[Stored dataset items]
━━━━━━━━━━

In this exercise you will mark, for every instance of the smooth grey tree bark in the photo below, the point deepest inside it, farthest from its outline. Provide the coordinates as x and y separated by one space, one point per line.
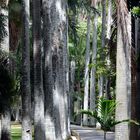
50 131
93 69
72 79
123 79
0 125
86 75
58 36
103 43
25 87
108 35
4 45
39 131
6 125
137 46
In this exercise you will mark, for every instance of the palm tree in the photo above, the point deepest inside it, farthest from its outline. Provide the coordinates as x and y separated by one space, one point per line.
48 76
123 81
25 87
93 69
4 45
59 44
86 77
39 131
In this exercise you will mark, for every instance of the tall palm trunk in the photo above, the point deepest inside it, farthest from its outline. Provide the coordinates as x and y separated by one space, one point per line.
48 75
103 37
123 81
4 45
108 35
72 79
58 36
39 132
86 77
93 69
5 119
137 42
6 122
26 92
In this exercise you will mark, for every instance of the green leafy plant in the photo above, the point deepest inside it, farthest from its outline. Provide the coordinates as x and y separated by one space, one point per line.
105 115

━━━━━━━━━━

Requirements. Write out all of the lines above word for word, leaving out the pictures.

Complete response.
In this exercise you will mark, for every instance of the smooth grey tree bark in the photo below, the point deepest inside it, farthest from its outline. Provide the coordinates as x and y separated by one space, one point per line.
50 131
93 69
72 79
123 79
0 125
86 75
58 36
103 43
25 87
108 35
4 45
39 131
6 125
137 46
In this exercise you will mark, for every instance of the palm tree in the photo above, the point deepest inside it, farthest from its outline. Provide the coordinates as x and y separated by one space, one point per line.
48 76
123 81
25 87
93 69
4 45
59 44
86 77
39 131
In this exercise you will mark, for every instance of the tall palm trunk in the photo above, the point deepest inside it, farthest from its outline. Provide the coordinates as x and y separated by one space, one point per line.
48 75
103 37
123 81
4 45
108 35
72 79
58 36
39 132
86 77
93 69
5 119
137 42
6 122
26 92
In this exercise you will mark, for every instance of the green leafy plant in the photo above, the point deepest inside it, farthest from its outline. Provide the coordinates as x and y separated by one space, one point per line.
105 115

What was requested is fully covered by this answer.